» **Instructions for the task**
Exact duplicates of all entries are needed.

(Material shown Opens)

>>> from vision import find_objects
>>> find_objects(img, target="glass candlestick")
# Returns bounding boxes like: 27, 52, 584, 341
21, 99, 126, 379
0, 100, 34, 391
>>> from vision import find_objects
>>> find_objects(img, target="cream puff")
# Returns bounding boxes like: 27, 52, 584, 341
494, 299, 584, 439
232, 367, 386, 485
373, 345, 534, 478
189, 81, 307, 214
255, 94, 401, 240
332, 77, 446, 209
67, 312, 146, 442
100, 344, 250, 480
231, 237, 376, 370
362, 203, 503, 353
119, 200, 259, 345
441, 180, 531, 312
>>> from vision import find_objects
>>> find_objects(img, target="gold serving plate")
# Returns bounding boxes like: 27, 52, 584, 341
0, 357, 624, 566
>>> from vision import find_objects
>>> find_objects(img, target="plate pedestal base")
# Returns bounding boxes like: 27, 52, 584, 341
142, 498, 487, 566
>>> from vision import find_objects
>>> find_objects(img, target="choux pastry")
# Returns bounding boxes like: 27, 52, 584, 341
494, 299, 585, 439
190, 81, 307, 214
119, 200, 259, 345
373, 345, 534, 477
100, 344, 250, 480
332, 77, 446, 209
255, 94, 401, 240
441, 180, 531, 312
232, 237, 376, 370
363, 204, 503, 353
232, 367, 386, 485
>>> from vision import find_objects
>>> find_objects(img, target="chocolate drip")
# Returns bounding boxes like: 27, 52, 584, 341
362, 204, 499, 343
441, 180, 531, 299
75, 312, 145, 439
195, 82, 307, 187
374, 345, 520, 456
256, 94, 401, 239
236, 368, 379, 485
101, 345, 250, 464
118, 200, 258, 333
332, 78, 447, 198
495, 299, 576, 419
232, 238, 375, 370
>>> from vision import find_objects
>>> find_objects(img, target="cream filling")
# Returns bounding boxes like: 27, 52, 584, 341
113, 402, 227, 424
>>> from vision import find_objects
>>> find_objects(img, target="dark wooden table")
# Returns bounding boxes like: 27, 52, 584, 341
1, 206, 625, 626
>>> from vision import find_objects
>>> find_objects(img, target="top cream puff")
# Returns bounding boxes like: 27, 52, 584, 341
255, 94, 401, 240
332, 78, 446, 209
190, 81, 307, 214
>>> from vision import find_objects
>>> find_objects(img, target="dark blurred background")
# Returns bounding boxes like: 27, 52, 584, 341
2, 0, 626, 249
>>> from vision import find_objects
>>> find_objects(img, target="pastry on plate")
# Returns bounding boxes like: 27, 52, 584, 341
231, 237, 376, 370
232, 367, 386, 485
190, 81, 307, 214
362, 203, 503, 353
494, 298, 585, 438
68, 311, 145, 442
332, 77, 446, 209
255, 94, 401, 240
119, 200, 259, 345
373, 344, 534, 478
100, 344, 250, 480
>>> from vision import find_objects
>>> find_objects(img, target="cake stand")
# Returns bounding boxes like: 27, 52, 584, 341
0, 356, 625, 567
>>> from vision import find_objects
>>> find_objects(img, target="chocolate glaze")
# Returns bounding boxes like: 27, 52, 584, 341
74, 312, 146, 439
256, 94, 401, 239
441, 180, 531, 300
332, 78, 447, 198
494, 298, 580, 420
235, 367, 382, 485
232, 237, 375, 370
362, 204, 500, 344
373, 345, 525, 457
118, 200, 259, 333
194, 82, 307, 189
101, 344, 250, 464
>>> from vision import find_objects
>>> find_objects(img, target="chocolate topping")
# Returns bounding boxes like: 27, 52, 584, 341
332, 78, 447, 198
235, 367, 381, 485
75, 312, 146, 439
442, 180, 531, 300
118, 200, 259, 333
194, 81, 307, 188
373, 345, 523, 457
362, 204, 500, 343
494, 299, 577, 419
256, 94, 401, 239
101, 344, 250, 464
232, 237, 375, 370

(Material shown Closes)

» **Answer space**
>>> from vision import find_objects
>>> find_objects(img, target="glass candlestick")
# Returns bounding boxes like: 27, 52, 584, 341
21, 99, 126, 379
0, 100, 34, 391
>>> from vision import find_objects
>>> find_objects(img, target="cream puff")
# Returns bounding boxes like: 27, 52, 584, 341
494, 299, 584, 439
232, 367, 386, 485
373, 345, 534, 478
189, 81, 307, 214
255, 94, 401, 240
332, 77, 446, 209
67, 312, 146, 442
100, 344, 250, 480
231, 237, 376, 370
362, 203, 503, 353
119, 200, 259, 345
441, 180, 531, 312
>>> from vision import find_objects
>>> find_objects(img, target="gold serving plate")
# Returns bounding boxes like: 27, 52, 584, 341
0, 357, 624, 566
>>> from vision import find_objects
>>> find_objects(img, target="plate pedestal base")
# Returns bounding boxes like: 27, 52, 584, 341
142, 498, 487, 566
>>> from vision import find_objects
>>> find_objects(img, target="choux pastry")
# Returns bounding boxes like: 27, 52, 584, 341
494, 299, 585, 439
190, 81, 307, 214
119, 200, 259, 345
373, 345, 534, 477
100, 344, 250, 480
332, 77, 446, 209
255, 94, 401, 240
441, 180, 531, 312
232, 237, 376, 370
363, 204, 503, 353
232, 367, 386, 485
>>> from vision import find_objects
>>> find_objects(img, target="chocolate drip")
# Returns bounding boxes like: 27, 52, 584, 341
362, 204, 499, 343
441, 180, 531, 299
75, 312, 145, 439
195, 82, 307, 187
374, 345, 520, 456
256, 94, 401, 239
236, 368, 379, 485
101, 345, 250, 464
118, 200, 258, 333
332, 78, 447, 198
495, 299, 576, 419
232, 238, 375, 370
>>> from vision import find_objects
>>> find_objects(img, target="cream filling")
# Returns bounding boxes like: 27, 52, 584, 341
113, 402, 227, 424
>>> from vision import find_objects
>>> find_objects(img, target="dark wooden table")
# Returns bounding boxes like: 27, 52, 584, 341
1, 206, 625, 626
>>> from vision import find_objects
>>> find_objects(img, target="top cream puff")
# Returns bounding boxes like: 27, 52, 584, 341
255, 94, 401, 240
332, 78, 446, 209
190, 81, 307, 214
>>> from vision import find_objects
>>> find_objects(img, target="dark blurred background")
# Returns bounding boxes like: 27, 52, 584, 341
2, 0, 626, 249
>>> from vision import find_objects
>>> find_objects(img, target="pastry on plate")
# Returns bounding boxes like: 27, 52, 584, 341
231, 237, 376, 370
232, 367, 386, 485
190, 81, 307, 214
362, 203, 503, 353
494, 298, 585, 438
68, 311, 145, 442
332, 77, 446, 209
255, 94, 401, 240
119, 200, 259, 345
373, 344, 534, 478
100, 344, 250, 480
>>> from vision import find_objects
>>> find_objects(img, target="cake stand")
# Returns bounding boxes like: 27, 52, 584, 341
0, 356, 625, 567
>>> from vision import find_objects
>>> find_objects(img, target="chocolate glaze")
# Returns bounding boxes like: 27, 52, 584, 341
74, 312, 146, 439
256, 94, 401, 239
441, 180, 531, 300
332, 78, 447, 198
494, 298, 580, 420
235, 367, 382, 485
232, 237, 375, 370
362, 204, 500, 344
373, 345, 525, 457
118, 200, 259, 333
194, 82, 307, 189
101, 344, 250, 464
>>> from vision import find_objects
>>> find_objects(img, target="chocolate topping")
# Returns bounding boxes like: 27, 52, 584, 341
332, 78, 447, 198
235, 367, 381, 485
75, 312, 146, 439
442, 180, 531, 300
118, 200, 259, 333
194, 81, 307, 188
373, 345, 523, 457
362, 204, 500, 343
494, 299, 577, 419
256, 94, 401, 239
101, 344, 250, 464
232, 237, 375, 370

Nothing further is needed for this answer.